::: Extract provided :::
2. Microglial Cells:

   • Defensive cells that monitor neurons and remove debris through phagocytosis.

3. Ependymal Cells:

   • Line brain cavities; involved in CSF circulation.

4. Oligodendrocytes:

   • Form myelin sheath around CNS axons.

Neuroglia in PNS

• Satellite Cells:

  • Surround neuron cell bodies in PNS; similar function to CNS astrocytes.

• Schwann Cells:

  • Surround peripheral nerve fibers and form myelin sheaths; crucial for regeneration of damaged nerve fibers.

Structure and Function of Neurons

• Neurons are structural units of the nervous system capable of conducting impulses.

• Key characteristics: extreme longevity, amitotic (most cannot divide), high metabolic rate requiring continuous oxygen and glucose supply.

• Neurons consist of a cell body (soma) and processes (dendrites and axon).

Neuron Types by Structure

1. Multipolar Neurons:

   • Many processes (1 axon, multiple dendrites); predominant type in CNS.
::: Raw data :::
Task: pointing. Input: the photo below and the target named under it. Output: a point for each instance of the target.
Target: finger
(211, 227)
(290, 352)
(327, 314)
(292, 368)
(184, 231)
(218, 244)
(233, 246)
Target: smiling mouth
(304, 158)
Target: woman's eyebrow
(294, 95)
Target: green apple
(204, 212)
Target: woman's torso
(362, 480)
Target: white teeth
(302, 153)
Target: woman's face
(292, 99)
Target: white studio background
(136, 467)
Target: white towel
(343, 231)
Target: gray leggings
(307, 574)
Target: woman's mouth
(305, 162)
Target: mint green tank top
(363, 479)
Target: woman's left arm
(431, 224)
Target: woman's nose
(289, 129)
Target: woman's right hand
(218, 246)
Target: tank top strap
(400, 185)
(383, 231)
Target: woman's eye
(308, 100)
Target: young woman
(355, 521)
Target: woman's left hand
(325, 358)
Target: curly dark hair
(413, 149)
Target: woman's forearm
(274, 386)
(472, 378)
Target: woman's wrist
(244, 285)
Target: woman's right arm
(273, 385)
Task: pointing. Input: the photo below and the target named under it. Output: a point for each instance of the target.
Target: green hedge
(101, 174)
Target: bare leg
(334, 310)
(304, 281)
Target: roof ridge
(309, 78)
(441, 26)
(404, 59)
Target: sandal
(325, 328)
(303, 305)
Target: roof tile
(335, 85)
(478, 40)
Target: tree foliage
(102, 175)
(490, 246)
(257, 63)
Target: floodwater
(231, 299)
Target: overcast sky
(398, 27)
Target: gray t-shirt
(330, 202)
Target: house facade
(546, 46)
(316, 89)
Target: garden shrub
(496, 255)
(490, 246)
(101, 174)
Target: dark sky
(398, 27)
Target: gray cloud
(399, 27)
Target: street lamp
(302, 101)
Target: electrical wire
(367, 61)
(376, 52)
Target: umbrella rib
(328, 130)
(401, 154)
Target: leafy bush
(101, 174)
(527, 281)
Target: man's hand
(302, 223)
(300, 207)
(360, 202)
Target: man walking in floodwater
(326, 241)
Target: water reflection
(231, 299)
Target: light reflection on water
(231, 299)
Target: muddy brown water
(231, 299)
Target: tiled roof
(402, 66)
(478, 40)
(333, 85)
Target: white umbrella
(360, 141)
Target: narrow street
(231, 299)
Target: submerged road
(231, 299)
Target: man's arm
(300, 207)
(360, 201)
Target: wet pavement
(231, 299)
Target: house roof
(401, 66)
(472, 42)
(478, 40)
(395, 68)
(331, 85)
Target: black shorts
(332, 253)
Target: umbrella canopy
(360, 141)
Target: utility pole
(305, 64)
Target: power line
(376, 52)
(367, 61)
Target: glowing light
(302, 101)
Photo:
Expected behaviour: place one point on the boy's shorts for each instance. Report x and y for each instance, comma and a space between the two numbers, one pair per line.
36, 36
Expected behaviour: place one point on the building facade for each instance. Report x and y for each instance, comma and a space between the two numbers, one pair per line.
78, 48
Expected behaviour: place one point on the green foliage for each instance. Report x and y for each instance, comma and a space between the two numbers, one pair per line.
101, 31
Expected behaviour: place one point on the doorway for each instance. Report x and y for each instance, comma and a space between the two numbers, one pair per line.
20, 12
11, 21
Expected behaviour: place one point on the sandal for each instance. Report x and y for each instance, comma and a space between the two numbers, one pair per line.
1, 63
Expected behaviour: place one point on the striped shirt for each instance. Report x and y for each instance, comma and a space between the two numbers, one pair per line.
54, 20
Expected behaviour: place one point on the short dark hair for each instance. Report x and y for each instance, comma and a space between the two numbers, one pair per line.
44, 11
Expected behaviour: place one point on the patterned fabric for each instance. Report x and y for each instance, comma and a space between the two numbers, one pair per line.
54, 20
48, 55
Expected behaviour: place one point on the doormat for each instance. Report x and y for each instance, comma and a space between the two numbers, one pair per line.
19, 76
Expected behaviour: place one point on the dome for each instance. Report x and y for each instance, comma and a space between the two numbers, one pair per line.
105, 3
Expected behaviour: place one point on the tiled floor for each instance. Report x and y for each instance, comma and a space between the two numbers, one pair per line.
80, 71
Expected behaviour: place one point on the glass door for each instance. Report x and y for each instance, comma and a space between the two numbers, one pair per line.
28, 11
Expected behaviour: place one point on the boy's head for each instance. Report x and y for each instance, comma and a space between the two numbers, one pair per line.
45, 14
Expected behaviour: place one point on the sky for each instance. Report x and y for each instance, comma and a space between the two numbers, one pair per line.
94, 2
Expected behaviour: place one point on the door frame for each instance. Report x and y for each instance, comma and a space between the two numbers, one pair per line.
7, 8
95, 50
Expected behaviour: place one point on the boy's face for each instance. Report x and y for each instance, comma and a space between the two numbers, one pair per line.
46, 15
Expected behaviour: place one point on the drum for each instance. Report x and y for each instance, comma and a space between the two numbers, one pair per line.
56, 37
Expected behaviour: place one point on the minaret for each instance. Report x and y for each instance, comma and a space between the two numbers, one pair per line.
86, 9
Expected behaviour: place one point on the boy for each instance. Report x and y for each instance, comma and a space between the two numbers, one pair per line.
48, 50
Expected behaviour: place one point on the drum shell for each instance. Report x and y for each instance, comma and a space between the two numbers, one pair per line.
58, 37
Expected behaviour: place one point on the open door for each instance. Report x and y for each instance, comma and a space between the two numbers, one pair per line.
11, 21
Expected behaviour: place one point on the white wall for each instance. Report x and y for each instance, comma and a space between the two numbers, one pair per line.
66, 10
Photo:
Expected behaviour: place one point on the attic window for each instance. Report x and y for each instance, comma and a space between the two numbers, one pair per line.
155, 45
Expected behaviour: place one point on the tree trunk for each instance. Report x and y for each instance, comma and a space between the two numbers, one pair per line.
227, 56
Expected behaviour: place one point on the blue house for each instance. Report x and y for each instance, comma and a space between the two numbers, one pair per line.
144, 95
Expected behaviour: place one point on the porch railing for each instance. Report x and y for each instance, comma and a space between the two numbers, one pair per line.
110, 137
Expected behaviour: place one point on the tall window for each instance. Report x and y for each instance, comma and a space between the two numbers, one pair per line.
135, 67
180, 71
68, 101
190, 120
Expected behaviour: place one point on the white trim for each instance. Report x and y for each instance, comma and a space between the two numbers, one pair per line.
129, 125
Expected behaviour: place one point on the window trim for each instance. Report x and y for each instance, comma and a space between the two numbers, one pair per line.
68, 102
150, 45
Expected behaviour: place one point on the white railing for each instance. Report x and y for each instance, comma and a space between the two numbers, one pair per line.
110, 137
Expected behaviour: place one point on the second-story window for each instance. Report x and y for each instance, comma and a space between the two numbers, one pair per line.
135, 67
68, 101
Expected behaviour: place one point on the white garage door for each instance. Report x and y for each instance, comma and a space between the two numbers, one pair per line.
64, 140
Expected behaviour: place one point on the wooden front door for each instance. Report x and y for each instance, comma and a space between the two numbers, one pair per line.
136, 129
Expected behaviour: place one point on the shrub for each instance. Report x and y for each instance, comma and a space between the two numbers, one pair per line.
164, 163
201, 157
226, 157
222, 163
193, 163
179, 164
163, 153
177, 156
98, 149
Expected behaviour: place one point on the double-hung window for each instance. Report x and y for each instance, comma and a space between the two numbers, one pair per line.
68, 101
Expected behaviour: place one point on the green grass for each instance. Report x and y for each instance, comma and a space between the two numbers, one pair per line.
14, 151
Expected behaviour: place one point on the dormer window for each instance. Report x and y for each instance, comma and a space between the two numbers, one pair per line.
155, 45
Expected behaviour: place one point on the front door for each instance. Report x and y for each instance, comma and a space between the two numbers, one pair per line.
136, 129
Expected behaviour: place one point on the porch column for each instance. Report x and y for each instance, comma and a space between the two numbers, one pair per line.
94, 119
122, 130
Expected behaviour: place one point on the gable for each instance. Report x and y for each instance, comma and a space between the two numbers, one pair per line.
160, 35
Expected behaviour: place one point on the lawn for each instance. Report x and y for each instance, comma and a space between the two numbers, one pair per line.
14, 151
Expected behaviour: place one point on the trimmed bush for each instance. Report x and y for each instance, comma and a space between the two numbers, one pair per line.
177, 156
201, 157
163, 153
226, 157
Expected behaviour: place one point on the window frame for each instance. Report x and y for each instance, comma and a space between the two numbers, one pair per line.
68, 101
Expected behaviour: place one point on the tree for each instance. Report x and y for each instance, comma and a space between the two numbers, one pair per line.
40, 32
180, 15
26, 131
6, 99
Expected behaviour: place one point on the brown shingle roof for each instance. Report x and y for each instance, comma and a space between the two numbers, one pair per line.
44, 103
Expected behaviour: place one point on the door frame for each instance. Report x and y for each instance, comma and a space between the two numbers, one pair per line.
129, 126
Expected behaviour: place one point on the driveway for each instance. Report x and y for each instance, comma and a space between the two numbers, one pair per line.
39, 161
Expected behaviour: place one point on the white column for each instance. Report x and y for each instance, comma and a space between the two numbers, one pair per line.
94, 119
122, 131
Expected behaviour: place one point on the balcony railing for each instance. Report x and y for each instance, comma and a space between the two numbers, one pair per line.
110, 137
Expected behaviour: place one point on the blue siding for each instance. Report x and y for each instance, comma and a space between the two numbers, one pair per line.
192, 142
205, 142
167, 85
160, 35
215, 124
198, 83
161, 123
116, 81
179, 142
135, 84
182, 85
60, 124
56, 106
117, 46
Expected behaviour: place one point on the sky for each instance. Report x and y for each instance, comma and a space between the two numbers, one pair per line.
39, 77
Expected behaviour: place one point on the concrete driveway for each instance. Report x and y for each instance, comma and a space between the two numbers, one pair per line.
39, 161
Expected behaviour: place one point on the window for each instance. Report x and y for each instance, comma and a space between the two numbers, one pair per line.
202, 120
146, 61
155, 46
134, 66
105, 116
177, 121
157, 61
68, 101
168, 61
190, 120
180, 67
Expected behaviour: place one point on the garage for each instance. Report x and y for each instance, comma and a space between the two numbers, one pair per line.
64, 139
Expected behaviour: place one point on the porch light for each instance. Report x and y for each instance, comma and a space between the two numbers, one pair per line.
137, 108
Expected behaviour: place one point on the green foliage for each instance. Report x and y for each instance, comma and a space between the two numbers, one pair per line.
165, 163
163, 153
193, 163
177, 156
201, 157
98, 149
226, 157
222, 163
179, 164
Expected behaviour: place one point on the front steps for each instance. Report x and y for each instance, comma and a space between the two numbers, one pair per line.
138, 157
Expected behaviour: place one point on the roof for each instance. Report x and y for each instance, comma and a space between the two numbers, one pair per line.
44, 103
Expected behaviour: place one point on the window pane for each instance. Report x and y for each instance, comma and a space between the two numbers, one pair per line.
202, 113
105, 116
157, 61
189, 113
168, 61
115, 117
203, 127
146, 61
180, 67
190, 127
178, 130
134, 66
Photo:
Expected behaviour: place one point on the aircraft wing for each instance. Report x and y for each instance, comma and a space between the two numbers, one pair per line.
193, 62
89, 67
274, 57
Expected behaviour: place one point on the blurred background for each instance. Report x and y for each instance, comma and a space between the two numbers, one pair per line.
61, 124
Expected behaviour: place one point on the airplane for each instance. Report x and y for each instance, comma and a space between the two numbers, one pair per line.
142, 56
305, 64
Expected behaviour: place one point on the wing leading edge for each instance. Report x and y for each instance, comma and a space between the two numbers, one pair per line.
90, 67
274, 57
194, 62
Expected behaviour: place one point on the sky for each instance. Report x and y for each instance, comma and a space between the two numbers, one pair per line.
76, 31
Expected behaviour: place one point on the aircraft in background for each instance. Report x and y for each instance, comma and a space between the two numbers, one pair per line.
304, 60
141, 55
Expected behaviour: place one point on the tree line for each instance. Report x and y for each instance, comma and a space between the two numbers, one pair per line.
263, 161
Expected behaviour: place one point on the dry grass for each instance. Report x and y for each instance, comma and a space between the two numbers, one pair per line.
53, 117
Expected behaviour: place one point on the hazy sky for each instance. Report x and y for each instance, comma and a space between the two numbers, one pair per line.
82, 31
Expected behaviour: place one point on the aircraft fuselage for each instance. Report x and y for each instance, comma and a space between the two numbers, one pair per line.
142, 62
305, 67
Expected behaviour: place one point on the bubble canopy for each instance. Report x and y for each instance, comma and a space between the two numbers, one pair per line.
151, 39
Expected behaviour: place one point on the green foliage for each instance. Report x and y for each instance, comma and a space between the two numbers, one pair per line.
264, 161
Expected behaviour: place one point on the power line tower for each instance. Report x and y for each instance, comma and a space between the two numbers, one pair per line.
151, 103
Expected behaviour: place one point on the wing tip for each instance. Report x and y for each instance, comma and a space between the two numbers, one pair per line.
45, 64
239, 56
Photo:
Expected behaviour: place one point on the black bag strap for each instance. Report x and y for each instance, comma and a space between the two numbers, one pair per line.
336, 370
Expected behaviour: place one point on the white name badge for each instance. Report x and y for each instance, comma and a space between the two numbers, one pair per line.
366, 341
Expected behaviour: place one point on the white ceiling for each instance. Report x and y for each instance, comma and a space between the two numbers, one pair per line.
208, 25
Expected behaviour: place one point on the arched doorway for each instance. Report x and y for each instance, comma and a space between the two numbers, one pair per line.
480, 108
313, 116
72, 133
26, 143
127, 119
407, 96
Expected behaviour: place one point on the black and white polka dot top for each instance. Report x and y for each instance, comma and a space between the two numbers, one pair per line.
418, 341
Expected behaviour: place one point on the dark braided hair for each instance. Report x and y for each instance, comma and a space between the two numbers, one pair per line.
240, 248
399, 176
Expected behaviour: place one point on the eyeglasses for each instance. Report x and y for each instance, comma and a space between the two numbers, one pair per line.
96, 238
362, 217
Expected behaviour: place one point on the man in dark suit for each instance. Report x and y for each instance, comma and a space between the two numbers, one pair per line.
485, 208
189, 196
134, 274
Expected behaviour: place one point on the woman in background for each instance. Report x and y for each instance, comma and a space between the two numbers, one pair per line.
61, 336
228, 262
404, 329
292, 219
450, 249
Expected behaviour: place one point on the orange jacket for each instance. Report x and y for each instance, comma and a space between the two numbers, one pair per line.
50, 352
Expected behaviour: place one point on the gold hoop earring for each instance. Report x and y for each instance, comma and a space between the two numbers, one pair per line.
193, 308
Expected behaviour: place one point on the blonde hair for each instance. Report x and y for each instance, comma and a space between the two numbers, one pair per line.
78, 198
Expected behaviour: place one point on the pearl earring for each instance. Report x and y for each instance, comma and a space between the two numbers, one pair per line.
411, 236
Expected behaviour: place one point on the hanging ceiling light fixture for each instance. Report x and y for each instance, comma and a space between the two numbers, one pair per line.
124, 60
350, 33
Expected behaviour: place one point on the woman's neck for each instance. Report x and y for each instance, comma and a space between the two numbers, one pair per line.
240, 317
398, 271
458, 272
:::
Explore the material
1: From the nervous system notes, list every type of neuroglial cell named under a numbered or bulleted heading.
2: Please reproduce the part of the nervous system notes that begins at the words "Neuroglia in PNS" and stops after "damaged nerve fibers.", swapping "Surround" for "Enclose".
3: Carry the nervous system notes forward from their last line.

Responses by item number
1: Microglial Cells, Ependymal Cells, Oligodendrocytes, Satellite Cells, Schwann Cells

2:
Neuroglia in PNS

• Satellite Cells:

  • Enclose neuron cell bodies in PNS; similar function to CNS astrocytes.

• Schwann Cells:

  • Enclose peripheral nerve fibers and form myelin sheaths; crucial for regeneration of damaged nerve fibers.

3:
2. Bipolar Neurons:

   • Two processes (1 axon, 1 fused dendrite); rare, found in sensory organs.

3. Unipolar Neurons:

   • One process that branches into central (CNS) and peripheral (sensory receptor) branches; primarily in PNS ganglia.

Membrane Potentials

• Neurons have a resting membrane potential, allowing them to rapidly change this potential.

• Graded Potentials:

  • Short-lived changes in membrane potential that can lead to action potentials.

• Action Potentials (AP):

  • Brief reversal of membrane potential; used for long-distance signal transmission.

Action Potential Stages

1. Resting State:

   • All voltage-gated channels are closed.

2. Depolarization:

   • Voltage-gated Na+ channels open, causing large influx of Na+.

3. Repolarization:

   • Na+ channels inactivate, K+ channels open allowing K+ to exit.

4. Hyperpolarization:

   • Some K+ channels remain open, causing cell interior to become more negative than resting potential.

Propagation of Action Potentials

• Action potentials propagate along axons via local currents.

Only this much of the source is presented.